» **To do**
Transcribe every record below verbatim, reproducing each line with no change to wording, punctuation, or order.

» **Listed entries**
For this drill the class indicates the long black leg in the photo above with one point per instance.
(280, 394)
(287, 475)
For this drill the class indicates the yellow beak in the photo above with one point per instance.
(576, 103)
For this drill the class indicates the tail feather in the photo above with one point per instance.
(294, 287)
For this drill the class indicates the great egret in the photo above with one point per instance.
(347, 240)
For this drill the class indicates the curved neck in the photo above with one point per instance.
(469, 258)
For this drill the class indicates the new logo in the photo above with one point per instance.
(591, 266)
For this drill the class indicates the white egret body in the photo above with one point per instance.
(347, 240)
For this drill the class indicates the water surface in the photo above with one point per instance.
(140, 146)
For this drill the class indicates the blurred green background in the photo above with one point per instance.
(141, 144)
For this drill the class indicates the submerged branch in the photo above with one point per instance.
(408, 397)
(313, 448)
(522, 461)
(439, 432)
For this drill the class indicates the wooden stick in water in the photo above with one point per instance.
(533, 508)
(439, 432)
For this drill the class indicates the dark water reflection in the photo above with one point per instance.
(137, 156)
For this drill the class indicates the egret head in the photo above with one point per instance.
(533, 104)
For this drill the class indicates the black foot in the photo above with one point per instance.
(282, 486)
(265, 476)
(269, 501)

» **Task result**
For this drill the class indicates the long black leg in the photo above with one point per instance.
(280, 394)
(287, 475)
For this drill the class indicates the yellow beak in the photo above with one point per instance.
(576, 103)
For this drill the class indicates the tail feather in the photo above with one point per instance.
(294, 287)
For this drill the class indicates the great egret in the photo above with one point per instance.
(347, 240)
For this drill the class indicates the curved neck in the photo above with one point per instance.
(469, 258)
For this drill the class indicates the new logo in the photo above with one point per instance.
(591, 266)
For this drill the class indicates the white egret body in the photo above with one point per instance.
(347, 240)
For this drill the class indicates the water surface in the photo above with one point per instance.
(140, 146)
For this drill the class indicates the blurred green background in the photo above with one point per instance.
(141, 144)
For this drill the class indicates the submerged branch in the photo above with one point per instance.
(408, 397)
(313, 448)
(522, 461)
(439, 432)
For this drill the class indicates the wooden stick in water in the photo above with one point per instance.
(533, 508)
(439, 432)
For this drill the class indicates the dark water reflection in the photo above with one point per instance.
(137, 156)
For this drill the class indicates the egret head in the photo above with one point per instance.
(533, 104)
For this drill the class indicates the black foot in the photo above with one point per instance.
(282, 486)
(265, 476)
(269, 501)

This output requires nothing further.